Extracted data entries
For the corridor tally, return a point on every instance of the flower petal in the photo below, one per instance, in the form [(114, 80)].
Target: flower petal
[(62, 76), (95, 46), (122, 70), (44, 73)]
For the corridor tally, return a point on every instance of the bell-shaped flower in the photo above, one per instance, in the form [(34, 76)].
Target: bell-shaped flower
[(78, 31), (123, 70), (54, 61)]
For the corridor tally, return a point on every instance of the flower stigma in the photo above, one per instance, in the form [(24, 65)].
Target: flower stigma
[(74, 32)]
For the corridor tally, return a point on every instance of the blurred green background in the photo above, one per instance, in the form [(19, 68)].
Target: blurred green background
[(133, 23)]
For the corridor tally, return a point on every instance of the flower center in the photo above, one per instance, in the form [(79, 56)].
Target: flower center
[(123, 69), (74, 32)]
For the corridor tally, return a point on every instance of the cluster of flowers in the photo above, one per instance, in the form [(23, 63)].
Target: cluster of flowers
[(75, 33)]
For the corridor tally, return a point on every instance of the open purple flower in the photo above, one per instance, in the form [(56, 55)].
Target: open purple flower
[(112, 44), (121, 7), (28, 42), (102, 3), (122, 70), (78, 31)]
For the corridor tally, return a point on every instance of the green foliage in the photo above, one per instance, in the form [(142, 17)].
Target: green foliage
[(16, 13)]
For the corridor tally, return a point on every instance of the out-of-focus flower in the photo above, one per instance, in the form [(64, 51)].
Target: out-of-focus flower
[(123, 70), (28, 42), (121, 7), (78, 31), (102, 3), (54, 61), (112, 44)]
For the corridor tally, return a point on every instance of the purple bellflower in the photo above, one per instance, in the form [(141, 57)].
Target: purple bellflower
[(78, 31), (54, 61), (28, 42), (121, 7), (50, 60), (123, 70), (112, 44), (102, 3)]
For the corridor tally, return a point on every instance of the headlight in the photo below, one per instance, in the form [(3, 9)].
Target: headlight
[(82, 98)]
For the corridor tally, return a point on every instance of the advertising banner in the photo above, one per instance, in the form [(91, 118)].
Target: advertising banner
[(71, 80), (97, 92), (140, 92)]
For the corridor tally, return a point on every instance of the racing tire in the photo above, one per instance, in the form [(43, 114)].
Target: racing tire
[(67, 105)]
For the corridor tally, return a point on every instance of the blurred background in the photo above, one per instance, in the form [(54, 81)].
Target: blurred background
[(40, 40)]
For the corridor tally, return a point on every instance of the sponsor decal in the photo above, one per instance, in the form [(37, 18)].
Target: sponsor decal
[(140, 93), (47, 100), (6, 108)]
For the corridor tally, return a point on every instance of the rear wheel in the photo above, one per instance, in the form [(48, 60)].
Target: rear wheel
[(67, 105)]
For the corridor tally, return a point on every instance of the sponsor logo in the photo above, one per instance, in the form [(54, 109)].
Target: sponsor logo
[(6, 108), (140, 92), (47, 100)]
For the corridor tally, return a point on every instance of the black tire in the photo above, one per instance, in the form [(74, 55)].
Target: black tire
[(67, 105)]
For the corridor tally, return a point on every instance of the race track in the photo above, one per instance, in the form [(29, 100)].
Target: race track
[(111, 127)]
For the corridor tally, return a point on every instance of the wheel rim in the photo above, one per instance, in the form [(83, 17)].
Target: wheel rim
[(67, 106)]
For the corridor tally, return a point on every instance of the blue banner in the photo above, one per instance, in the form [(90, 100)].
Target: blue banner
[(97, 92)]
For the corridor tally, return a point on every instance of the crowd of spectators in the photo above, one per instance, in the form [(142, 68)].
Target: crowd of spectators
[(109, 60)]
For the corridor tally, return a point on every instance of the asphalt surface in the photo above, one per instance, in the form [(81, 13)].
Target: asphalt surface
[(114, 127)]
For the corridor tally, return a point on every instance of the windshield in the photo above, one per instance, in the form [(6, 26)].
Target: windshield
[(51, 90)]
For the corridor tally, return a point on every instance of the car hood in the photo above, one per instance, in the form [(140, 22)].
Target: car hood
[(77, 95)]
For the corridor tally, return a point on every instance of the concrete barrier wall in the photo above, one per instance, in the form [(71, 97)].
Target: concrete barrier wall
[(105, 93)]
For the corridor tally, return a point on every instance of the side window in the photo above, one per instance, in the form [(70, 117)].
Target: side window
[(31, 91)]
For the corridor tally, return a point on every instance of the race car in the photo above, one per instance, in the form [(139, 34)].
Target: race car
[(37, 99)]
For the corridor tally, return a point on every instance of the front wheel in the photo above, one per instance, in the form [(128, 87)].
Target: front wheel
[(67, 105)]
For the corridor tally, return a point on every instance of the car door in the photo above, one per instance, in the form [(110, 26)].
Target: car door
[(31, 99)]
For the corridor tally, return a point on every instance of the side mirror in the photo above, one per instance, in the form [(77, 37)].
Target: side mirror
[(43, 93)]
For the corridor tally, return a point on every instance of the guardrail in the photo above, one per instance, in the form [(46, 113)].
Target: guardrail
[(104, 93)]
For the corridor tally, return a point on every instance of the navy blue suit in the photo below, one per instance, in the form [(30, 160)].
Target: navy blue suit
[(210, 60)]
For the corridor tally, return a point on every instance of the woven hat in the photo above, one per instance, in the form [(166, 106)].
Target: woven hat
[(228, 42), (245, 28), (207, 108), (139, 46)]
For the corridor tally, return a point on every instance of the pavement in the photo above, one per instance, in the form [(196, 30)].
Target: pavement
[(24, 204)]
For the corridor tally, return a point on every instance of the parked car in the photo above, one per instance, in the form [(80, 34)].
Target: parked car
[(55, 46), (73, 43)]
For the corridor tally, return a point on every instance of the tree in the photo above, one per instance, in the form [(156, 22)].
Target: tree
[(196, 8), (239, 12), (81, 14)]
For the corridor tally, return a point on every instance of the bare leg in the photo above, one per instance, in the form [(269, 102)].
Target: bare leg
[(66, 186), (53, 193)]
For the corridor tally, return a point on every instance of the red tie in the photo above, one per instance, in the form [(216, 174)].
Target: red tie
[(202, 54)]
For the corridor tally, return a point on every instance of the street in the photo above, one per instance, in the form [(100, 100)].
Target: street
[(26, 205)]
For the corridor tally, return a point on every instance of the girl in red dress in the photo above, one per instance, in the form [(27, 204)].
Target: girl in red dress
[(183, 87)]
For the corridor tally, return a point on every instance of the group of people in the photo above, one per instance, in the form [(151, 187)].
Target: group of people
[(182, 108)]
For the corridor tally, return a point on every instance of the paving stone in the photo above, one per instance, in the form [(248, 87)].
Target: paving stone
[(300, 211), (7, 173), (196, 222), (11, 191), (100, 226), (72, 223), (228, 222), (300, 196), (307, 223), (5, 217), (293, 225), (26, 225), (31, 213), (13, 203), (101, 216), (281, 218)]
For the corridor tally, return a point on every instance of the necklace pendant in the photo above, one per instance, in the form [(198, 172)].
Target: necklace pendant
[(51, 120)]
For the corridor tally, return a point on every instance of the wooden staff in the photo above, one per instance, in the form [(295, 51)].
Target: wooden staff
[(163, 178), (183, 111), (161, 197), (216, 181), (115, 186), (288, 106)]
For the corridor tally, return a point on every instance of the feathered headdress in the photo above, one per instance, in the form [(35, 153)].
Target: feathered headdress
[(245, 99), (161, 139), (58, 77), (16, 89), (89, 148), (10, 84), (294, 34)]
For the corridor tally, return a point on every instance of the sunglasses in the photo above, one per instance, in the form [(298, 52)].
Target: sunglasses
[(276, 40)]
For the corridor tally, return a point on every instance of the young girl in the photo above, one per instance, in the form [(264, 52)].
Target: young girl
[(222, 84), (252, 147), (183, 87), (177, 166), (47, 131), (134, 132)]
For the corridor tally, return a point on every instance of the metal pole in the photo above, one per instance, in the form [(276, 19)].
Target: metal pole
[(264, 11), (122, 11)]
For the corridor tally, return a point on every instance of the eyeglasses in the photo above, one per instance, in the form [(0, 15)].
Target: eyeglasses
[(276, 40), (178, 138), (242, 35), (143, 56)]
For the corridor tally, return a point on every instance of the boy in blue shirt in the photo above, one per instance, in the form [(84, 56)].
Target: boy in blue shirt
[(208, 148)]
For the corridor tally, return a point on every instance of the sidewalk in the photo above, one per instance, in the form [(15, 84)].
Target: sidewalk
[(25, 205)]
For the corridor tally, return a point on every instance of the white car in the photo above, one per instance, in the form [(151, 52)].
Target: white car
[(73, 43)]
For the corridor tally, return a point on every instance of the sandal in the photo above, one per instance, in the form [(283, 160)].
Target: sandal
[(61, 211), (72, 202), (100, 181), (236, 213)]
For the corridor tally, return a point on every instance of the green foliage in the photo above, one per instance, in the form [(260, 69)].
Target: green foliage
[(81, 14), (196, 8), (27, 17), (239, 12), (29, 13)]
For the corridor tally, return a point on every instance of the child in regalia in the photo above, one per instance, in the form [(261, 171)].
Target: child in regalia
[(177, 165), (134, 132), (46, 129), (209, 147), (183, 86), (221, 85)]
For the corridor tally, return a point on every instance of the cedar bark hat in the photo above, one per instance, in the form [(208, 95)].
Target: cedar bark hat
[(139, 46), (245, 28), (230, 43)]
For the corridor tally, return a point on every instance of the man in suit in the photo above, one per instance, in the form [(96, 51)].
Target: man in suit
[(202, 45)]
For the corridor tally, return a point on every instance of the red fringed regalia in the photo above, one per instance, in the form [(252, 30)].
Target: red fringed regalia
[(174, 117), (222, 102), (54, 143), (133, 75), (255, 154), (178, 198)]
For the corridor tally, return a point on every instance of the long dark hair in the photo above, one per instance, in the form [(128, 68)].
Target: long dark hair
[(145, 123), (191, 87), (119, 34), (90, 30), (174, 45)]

INSTRUCTIONS TO FOLLOW: Above are the entries. Output exactly the lines beginning with the line that has "form [(196, 30)]." and ending with the line that has "form [(248, 87)].".

TASK OUTPUT:
For the corridor tally, return a point on every instance of the pavement in the photo above, one per instance, in the form [(196, 30)].
Target: pavement
[(24, 204)]
For the corridor tally, return a point on every instance of the parked car in the photo above, one per instance, in the form [(80, 34)].
Target: parked car
[(55, 46), (73, 43)]
For the corridor tally, return a point on every instance of the tree in the photo above, one per instance, in the form [(156, 22)].
Target: tree
[(196, 8), (239, 12), (81, 14)]
For the corridor tally, return a point on every instance of the bare leg in the photo above, one per instance, in the form [(269, 102)].
Target: bare leg
[(66, 186), (53, 193)]
For the corridor tally, return a point on every instance of the red tie in the photo above, one per instance, in the form [(216, 174)].
Target: red tie
[(202, 54)]
For the corridor tally, return a point on every instance of the street in the photo above, one per instance, in the form [(100, 100)].
Target: street
[(26, 205)]
For the corridor tally, return a point on every instance of the girl in red dress in the photo above, one per instance, in the form [(27, 204)].
Target: girl in red dress
[(183, 87)]
For the corridor tally, return a point on every instance of the group of people in the photo above, one per instance, in the form [(151, 187)].
Target: group of people
[(182, 108)]
For the corridor tally, return a point on every instance of the paving stone in the photo above, one per instance, in the form [(248, 87)].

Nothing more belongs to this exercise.